TEXTO FORNECIDO —
★ ★ ★

Este blog, como sempre, está à disposição do leitor a partir dos cinco minutos de sábado. Pretendo inserir um adendo já no dia sete, a comentar a entrevista que o professor Pedrosa Cardoso e eu concedemos ao respeitado programa Antena 2 da RDP e o recital em que a primeira audição em Portugal dos 12 Cantos Sefardins se deu.

 

Um Fim de Semana a Ficar Gravado

Ora et Labora
Fundamento da Ordem de São Bento

Nossa filha Maria Fernanda há anos insistia para que fizéssemos um retiro no Mosteiro São João, em Campos do Jordão. Resistia sempre à ideia movido por afazeres do cotidiano, que existem apesar da aposentadoria universitária em 2008. A Música não cessa e assim será, textos solicitados para publicações internacionais prosseguem, o blog é sistemático, a fazer parte da respiração, e a corrida de rua, incluindo treinamentos, a grande descoberta desde 2008. Portanto, o apelo da filha, netas e genro passava sempre ao largo. Enfim, acabei cedendo.

Conhecia bem Campos do Jordão. Por seis vezes apresentei-me no Festival de inverno (décadas de 1980-1990) e, apesar de sentir-me bem nessas apresentações, sempre me incomodava uma certa afetação existente na vida da cidade devido ao afluxo de turistas, na maioria pseudamente envolvidos com a Cultura, descaracterizando o ambiente, a dar-lhe uma atmosfera sensível de esnobismo vão. Comércio, restaurantes e outras atrações buscam transmitir uma sensação alpina, resultando num nítido artificialismo, quando seria possível atrair esses turistas imprimindo características típicas da região, como aliás assim procedem cidades ao sul do país.

Em Agosto, fora da grande temporada, a vida parece que volta à normalidade e outra categoria de turista aflui a Campos de Jordão aos fins de semana. Diferente. Visitantes chegam geralmente em caravanas, retornando às suas respectivas cidades no próprio dia ou no domingo.

A Ordem de São Bento (Ordo Sancti Benedicti), fundada em 529 por São Bento de Núrsia (480-547), é a mais antiga Ordem religiosa do ocidente e uma das maiores Ordens católicas existentes, criadora da Regra de São Bento (Regra Benedicti), conjunto de preceitos que direcionam o comportamento da vida monástica. Entre esses: castidade, obediência, ensino, abrigo aos peregrinos, assistência ao menos favorecido. PAX é um dos lemas da Ordem. O retiro no Mosteiro Beneditino faz bem ao corpo e à alma. Respira-se paz e… ar puro. Há um verdadeiro bosque muito bem cuidado a circundar toda a área, aberta ao público aos fins de semana, pois na belíssima e austera igreja celebram-se missas com a frequência de fiéis de várias procedências. Se fosse escolher do que mais gostei, diria que foram as preces que as irmãs beneditinas realizaram ao final da tarde de sábado. A Iª Solenidade das Vésperas da Assunção de Maria nos conduz à meditação. Como não entrar em comunhão com o canto gregoriano cantado pelas 29 monjas, presididas pela Superiora? Convidado pela abadessa, toquei dois corais de J.S.Bach (órgão eletrônico) na entrada e na saída das monjas. A cerimônia religiosa tem duração aproximada de uma hora.

★ ★ ★

LINHAS DO CONJUNTO —
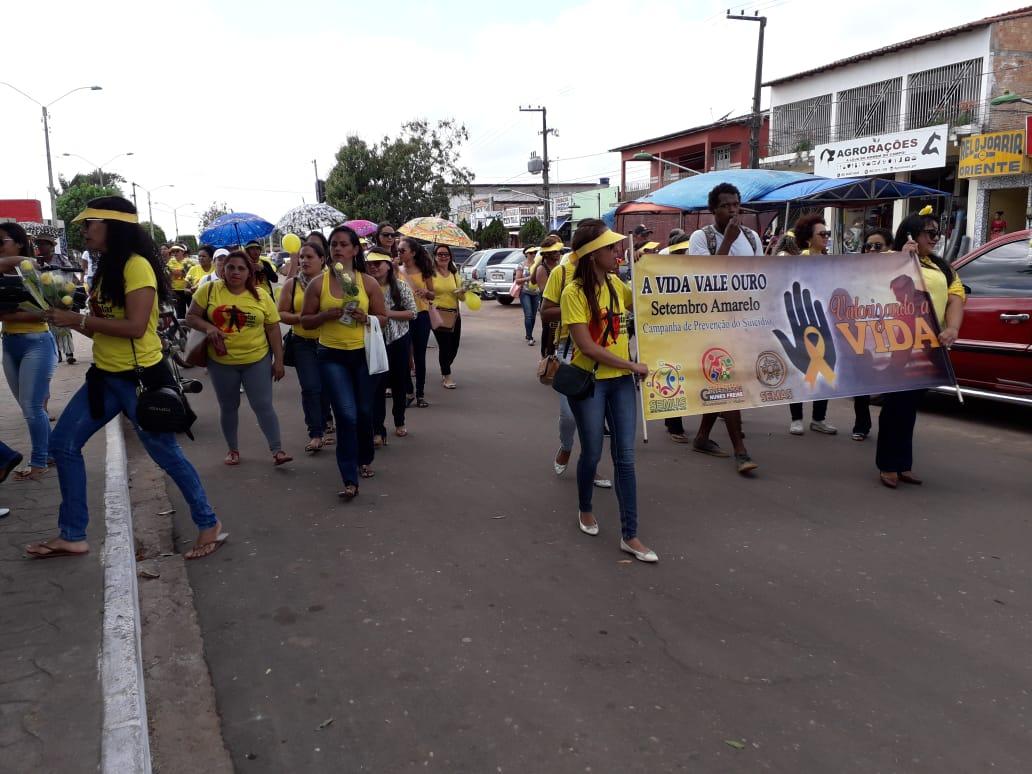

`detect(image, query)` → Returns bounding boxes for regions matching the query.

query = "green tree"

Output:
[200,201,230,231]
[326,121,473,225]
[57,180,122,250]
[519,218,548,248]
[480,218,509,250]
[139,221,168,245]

★ ★ ★

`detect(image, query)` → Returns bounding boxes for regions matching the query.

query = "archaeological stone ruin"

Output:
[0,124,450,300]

★ ★ ★

ENUNCIADO 1 —
No texto sobre o retiro no mosteiro beneditino, quantas monjas cantaram o canto gregoriano nas Vésperas de sábado?
ENUNCIADO 2 —
Prolongue o texto sobre o retiro no Mosteiro São João a partir do ponto em que ele termina.

RESPOSTA FINAL 1 —
Foram 29 monjas, presididas pela Superiora.

RESPOSTA FINAL 2 —
Sentar-se em um dos bancos espalhados pela área fartamente arborizada, ler e escrever, ouvir os muitos e variados pássaros levam aquele que frequenta os espaços do Mosteiro à interiorização, mormente se vindo das grandes cidades. Se distrairmos o olhar, é reconfortante a visão das monjas em seus afazeres cotidianos, que não são poucos.

Em uma das conversas com uma das monjas, comentamos as representações das imagens de São Bento. Sanctus Benedictus, tendo-se livrado de duas tentativas de envenenamento, dimensionadas pela literatura e oralidade através dos séculos, está acompanhado, em determinadas esculturas, estampas e medalhas, pela presença do corvo com um pedaço de pão no bico – o pássaro que faz lembrar a morte em tantas lendas e contos do hemisfério norte – e da serpente, corroborando o imaginário. A Ordem dos Beneditinos chegou às nossas terras em fins do século XVI. Tracei um breve relato concernente ao Vale do Paraíba, pois beneditinos transmitiram aos moradores dessa extensa região montanhosa a história de São Bento. Para o santeiro – homem simples do campo -, que aprenderia a arte da confecção de paulistinhas (imagens de barro cozido) e aquelas em madeira com habilidosos artesãos da Ordem,  a escultura de São Bento teria a entrelaçá-la uma serpente, que poderia ser cobra coral, jararacuçu, urutu, jararaca, entre outras. O santo estaria doravante a proteger os campesinos das picadas de serpentes peçonhentas, escorpiões, aranhas e marimbondo caboclo ou fogo.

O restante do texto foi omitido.